**Exercise goal**
Continue the pregnancy blog below, picking up after its final sentence.

Thursday, January 29, 2009
Can I just say....
That I hate pap smears!!! They are so completely uncomfortable and I'm bleeding now from it and even though I know where that blood is coming from it still makes me worry. Yes, I'm crazy I know. I've always cramped bad too when I get a pap and today was no different. Oh well, gotta do what you got to do. This was my second OB today and aside from the uncomfortable exam, everything looked good. We listened to the heartbeat and it was 160 something. He just took a guess apparently. As long as it's there and it's strong, the rate doesn't really matter. I keep saying this but I'm getting less and less worried with each visit. We have another appointment in four weeks and they're going to do an ultrasound then. They normally wouldn't but I think he's appeasing me. I thought we'd be going back every two weeks as the nurse said last visit but we really don't have anything wrong with us so every two weeks is a little much I suppose. The first trimester is almost coming to a close. I never thought I'd make it this far but I have and I'm overwhelmed with happiness. Never give up.
Friday, January 23, 2009
1st OB
Well, kind of our first OB appointment. It was just the nurse's appointment where they go over what to expect in the next coming months. I've seen the nurse before and everyone there has always been really nice to us and very sensitive to our situation. She did the doppler for me today and we heard the beautiful heartbeat, 174. Couldn't be better, helped ease my worries for one more day. We have another appointment with an actual doctor on Thursday where they'll do a pap and all the rest of the good stuff. They drew blood for my OB panel and took a urine analysis for protein and they're testing my progesterone again to make sure I can stop the supplements. The nurse said the doc would probably want to see me every two weeks the duration of my pregnancy just because of all the trouble we've had previously. I won't mind going, keeping a close eye on things makes me feel that much better. We've been so blessed so far and I pray the blessings keep coming. Thinking of all of you too!

**Dataset extract**
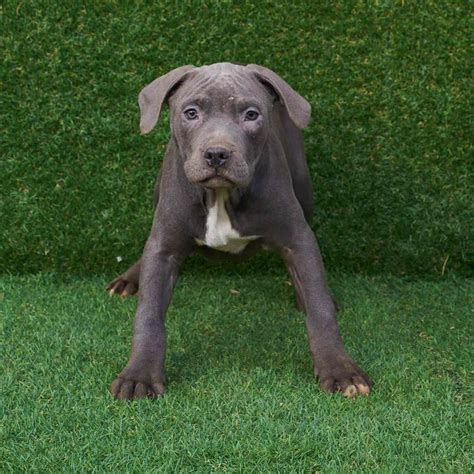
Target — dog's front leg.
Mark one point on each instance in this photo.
(144, 375)
(333, 366)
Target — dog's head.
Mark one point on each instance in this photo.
(220, 117)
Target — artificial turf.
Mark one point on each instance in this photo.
(390, 84)
(241, 396)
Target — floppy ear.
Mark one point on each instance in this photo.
(298, 108)
(151, 98)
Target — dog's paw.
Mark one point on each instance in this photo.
(342, 374)
(122, 286)
(125, 388)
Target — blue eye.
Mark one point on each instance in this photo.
(251, 115)
(191, 114)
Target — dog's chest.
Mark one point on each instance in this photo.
(220, 234)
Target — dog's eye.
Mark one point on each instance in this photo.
(251, 115)
(191, 114)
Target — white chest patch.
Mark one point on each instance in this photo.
(220, 234)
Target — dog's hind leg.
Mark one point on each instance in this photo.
(127, 283)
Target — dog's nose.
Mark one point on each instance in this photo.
(216, 156)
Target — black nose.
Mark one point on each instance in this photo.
(216, 156)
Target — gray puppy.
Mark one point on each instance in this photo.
(234, 179)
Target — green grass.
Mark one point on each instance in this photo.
(390, 83)
(241, 396)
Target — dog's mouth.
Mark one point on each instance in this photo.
(216, 181)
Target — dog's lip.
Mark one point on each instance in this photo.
(216, 176)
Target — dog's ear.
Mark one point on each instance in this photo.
(298, 108)
(151, 97)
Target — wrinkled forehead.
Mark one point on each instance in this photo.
(222, 83)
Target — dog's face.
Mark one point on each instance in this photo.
(220, 118)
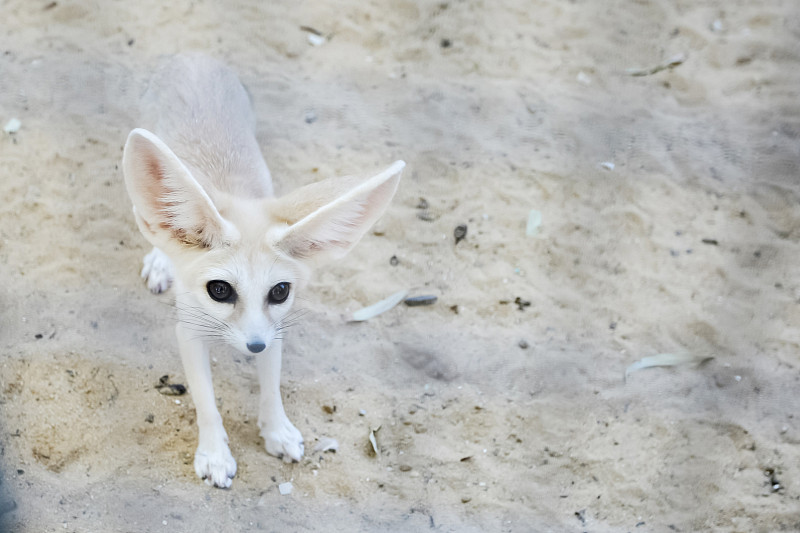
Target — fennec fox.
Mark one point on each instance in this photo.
(235, 254)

**Solved problem**
Wednesday, January 21, 2009
Every Day
Let me preface this post that what you are about to read is in absolutely no way a complaint. I feel that I must share what I'm going through not just emotionally as I have been, but physically. Since about 6 1/2 weeks I have been completely nauseated. This nausea doesn't come just in the morning as many people like to refer to it, but it's an all day, can't get a minute of relief, nausea. I have not yet thrown up but I feel it is fast approaching. I gag repeatedly throughout the day, either from certain smells, when I blow my nose, when I got to the bathroom, after I take my pills, when my husband's cooking dinner, gag, gag, gag. I am one of those people who refuse to puke no matter what. If I'd just get it done and over with I just might feel a little better perhaps. When we found out we were pregnant I was drinking at least 64 ounces of liquids a day and now I find it hard to slurp down 40. I don't eat much, the typical staples to "curing" nausea such as crackers, ginger ale and the like, do not work in the least bit. I even bought those Preggie Pops that are supposed to help and sure enough, they don't. I have even worn those motion sickness bracelets that are supposed to work by use of pressure points and guess what, those don't work either. I so want my belly to be growing and my pants to no longer fit but that hasn't happened just yet, I swear my belly's getting rounder but it's probably all in my head. My boobs aren't as sore but as one thing goes away another one comes, constipation. I am truly uncomfortable when I sleep. I find it so easy to fall asleep as soon as I get home from work for a nap but when it's time to turn in for the night all I do is toss and turn (thought the restless sleep came later?). My husband has been so wonderful through everything. He has taken care of all the household duties, dishes, laundry, cleaning, the trash (that's always been his), grocery shopping and anything else that needs done he does. I am undeniably, certifiably, blissfully miserable and honest to God, I couldn't be happier. I say a prayer Every Day that this little one, just months from now, will make it in my arms. And if he/she so feels the need to make it's mom to be completely and utterly sick the rest of my pregnancy then so it will be. I'll take this baby any way I can get her, sick or not sick.
Monday, January 19, 2009
So happy
Our ultrasound today went off without a hitch. Everything was perfect. The heartbeat, the size, everything. We saw so much movement, I swear, it was doing jumping jacks in there. It was absolutely the neatest thing I have ever seen. It now has fingers and toes and just looks beautiful. I cannot even begin to tell you how nervous I have been lately. With each ultrasound my worries cease little by little. I am so very grateful that these past few weeks have brought us nothing but joy and good news. I did not want to leave my RE's office. They have been so great through this whole process and I would love for them to be a part of the end result. This is all almost too good to be true, but I am taking it as it comes. I am so happy, still concerned as I believe anyone in our shoes would be, but so very happy. It's so overwhelming to think that after such a very long hard road that our prayers are finally going to be answered. I pray that the good news keeps coming and I continue to pray for all of you too. Thanks for the support as always.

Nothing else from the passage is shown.